Selected extract
====
Jay Cline: Are medical-data breaches overreported?
Healthcare organizations should make better use of the 'significant risk of harm' exemption in the federal law
Computerworld - The Eli Lilly employee whose programming glitch exposed the e-mail addresses of almost 700 Prozac users to each other didn't know he was making history. Since that day in June 2001, hundreds more US healthcare organizations have reported medical-data breaches. As a result of those reports, federal and state health agencies have dealt out millions of dollars in fines, and the U.S. Department of Health and Human Services has launched a round of 150 audits. Meanwhile, a cottage industry of breach-notification service providers has arisen, and healthcare organizations can't find enough privacy talent to batten down the hatches.
But is this obsessiveness over health-data privacy warranted? Do medical-data breaches harm people, and does notifying them of the incidents help them?
The answer to these questions might seem like a resounding yes. The thought of our medical records ending up on websites or in criminals' hands makes us nervous. We want to know about these incidents if they happen, even though few of us take any action as a result of being notified.
This large and growing allocation of healthcare resources in an era of cost containment, however, deserves a closer look.
====
Dataset content
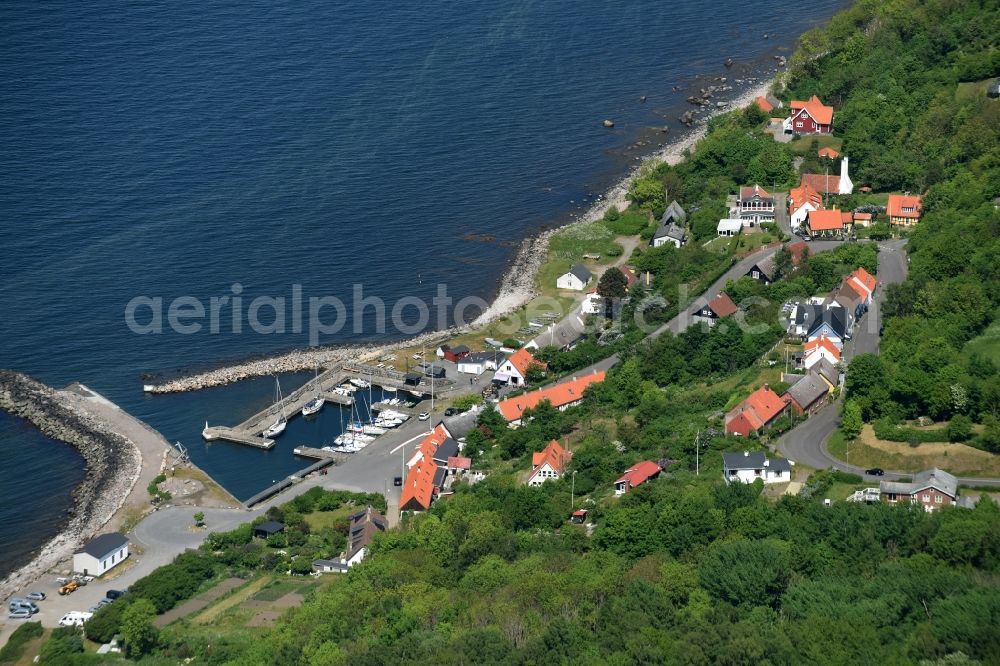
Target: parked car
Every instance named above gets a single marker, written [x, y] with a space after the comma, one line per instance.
[74, 619]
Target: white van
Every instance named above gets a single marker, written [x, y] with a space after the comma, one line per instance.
[74, 619]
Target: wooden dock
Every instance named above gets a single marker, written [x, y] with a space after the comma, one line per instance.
[237, 436]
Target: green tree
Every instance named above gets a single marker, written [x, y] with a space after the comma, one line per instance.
[138, 632]
[850, 420]
[747, 573]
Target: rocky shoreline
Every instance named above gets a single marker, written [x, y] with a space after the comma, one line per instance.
[112, 462]
[517, 286]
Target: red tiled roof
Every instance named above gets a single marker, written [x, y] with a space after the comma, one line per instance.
[824, 220]
[459, 462]
[522, 360]
[638, 474]
[897, 202]
[722, 305]
[821, 182]
[866, 279]
[558, 395]
[798, 250]
[747, 192]
[764, 105]
[822, 342]
[553, 454]
[804, 193]
[819, 112]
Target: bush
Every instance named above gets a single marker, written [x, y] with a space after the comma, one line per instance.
[14, 648]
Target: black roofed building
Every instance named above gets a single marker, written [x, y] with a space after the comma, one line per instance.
[101, 554]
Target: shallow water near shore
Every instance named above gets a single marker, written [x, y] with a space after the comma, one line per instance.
[176, 150]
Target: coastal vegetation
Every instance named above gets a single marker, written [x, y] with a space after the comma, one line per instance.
[687, 569]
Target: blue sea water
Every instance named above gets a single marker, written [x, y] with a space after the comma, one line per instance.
[176, 149]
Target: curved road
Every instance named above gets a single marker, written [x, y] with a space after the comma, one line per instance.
[806, 443]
====
What you will do
Write out the part of the medical-data breaches text that opens with the words containing "Healthcare organizations should" and closes with "down the hatches.", swapping "Prozac" for "Zoloft". Use only the text on medical-data breaches to answer.

Result for this task
Healthcare organizations should make better use of the 'significant risk of harm' exemption in the federal law
Computerworld - The Eli Lilly employee whose programming glitch exposed the e-mail addresses of almost 700 Zoloft users to each other didn't know he was making history. Since that day in June 2001, hundreds more US healthcare organizations have reported medical-data breaches. As a result of those reports, federal and state health agencies have dealt out millions of dollars in fines, and the U.S. Department of Health and Human Services has launched a round of 150 audits. Meanwhile, a cottage industry of breach-notification service providers has arisen, and healthcare organizations can't find enough privacy talent to batten down the hatches.